BRIEF 1
In the court document extract below, answer each question:
(a) Which court issued the Order of Transfer?
(b) How many separate indictments has defendant Briscoe been charged in?
(c) Who transferred the action?
BRIEF 2
Rewrite the rows from the start of the rows through the line containing "93 L 74 113", replacing "long-sleeve" with "short-sleeve" and keeping everything else unchanged. Return only those lines.

DOCUMENT EXTRACT
■ ■ ■ ■ ■ ■ ■

In its Order of Transfer, the District Court for the Southern District of Florida stated that “[tjhis action arises from the same factual circumstances as one brought in the United States District Court for the District of Columbia.” The court further stated that “defendant Briscoe has been charged in three separate indictments regarding his activities related to a HUD-sponsored [UDAG] program.” Chief Judge Roettger transferred the action “[f]or the convenience of the defendants and in the interest of justice.”

■ ■ ■ ■ ■ ■ ■

LISTED ENTRIES
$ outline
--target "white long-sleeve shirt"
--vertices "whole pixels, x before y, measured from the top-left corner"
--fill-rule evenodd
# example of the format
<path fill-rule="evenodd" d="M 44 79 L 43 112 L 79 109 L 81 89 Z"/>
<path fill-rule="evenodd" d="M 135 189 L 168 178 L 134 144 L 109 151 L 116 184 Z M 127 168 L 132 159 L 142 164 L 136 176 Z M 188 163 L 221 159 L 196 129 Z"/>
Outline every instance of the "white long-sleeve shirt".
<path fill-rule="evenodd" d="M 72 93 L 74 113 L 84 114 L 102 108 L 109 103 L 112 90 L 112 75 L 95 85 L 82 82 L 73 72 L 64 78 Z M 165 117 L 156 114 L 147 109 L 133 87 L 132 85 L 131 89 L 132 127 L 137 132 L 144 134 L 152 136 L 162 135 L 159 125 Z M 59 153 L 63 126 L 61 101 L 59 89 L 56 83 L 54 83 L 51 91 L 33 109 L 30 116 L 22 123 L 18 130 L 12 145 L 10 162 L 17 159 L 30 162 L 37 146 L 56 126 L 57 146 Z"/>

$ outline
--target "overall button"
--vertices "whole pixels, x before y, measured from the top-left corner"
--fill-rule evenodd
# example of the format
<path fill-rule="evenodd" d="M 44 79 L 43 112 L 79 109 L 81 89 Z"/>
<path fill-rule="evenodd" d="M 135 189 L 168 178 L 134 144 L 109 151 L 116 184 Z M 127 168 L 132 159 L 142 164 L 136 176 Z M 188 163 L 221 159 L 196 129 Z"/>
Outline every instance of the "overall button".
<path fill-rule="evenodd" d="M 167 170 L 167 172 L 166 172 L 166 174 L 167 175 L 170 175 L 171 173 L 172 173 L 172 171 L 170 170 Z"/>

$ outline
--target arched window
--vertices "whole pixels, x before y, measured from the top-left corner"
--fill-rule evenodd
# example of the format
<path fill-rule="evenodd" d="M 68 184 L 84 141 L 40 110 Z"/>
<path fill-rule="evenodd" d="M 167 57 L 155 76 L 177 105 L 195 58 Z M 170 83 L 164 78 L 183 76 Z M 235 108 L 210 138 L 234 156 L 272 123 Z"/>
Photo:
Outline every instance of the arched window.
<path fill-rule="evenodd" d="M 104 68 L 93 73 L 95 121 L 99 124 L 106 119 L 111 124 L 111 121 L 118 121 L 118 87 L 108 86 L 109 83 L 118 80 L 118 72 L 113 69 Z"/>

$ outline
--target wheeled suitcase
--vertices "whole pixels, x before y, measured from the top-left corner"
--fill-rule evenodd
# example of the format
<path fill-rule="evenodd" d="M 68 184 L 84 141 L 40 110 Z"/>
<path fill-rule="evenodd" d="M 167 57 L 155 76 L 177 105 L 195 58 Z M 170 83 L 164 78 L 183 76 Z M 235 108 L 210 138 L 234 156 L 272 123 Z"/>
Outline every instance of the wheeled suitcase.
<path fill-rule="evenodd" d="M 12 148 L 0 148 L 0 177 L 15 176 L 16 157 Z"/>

■ ■ ■ ■ ■ ■ ■

WORKED ANSWER 1
(a) The District Court for the Southern District of Florida.
(b) Three.
(c) Chief Judge Roettger.

WORKED ANSWER 2
$ outline
--target "white short-sleeve shirt"
--vertices "whole pixels, x before y, measured from the top-left corner"
--fill-rule evenodd
# example of the format
<path fill-rule="evenodd" d="M 44 79 L 43 112 L 79 109 L 81 89 Z"/>
<path fill-rule="evenodd" d="M 135 189 L 168 178 L 134 144 L 109 151 L 116 184 Z M 127 168 L 132 159 L 142 164 L 136 176 Z M 188 163 L 221 159 L 196 129 Z"/>
Outline every instance of the "white short-sleeve shirt".
<path fill-rule="evenodd" d="M 72 93 L 74 113 L 84 114 L 102 108 L 109 103 L 112 90 L 112 75 L 95 85 L 82 82 L 73 72 L 64 78 Z M 165 117 L 156 114 L 147 109 L 133 87 L 132 85 L 131 89 L 132 127 L 137 132 L 144 134 L 152 136 L 162 135 L 159 125 Z M 59 153 L 63 126 L 61 101 L 59 89 L 56 83 L 54 83 L 51 91 L 33 109 L 30 116 L 22 123 L 18 130 L 12 145 L 10 162 L 17 159 L 30 162 L 37 146 L 56 126 L 57 146 Z"/>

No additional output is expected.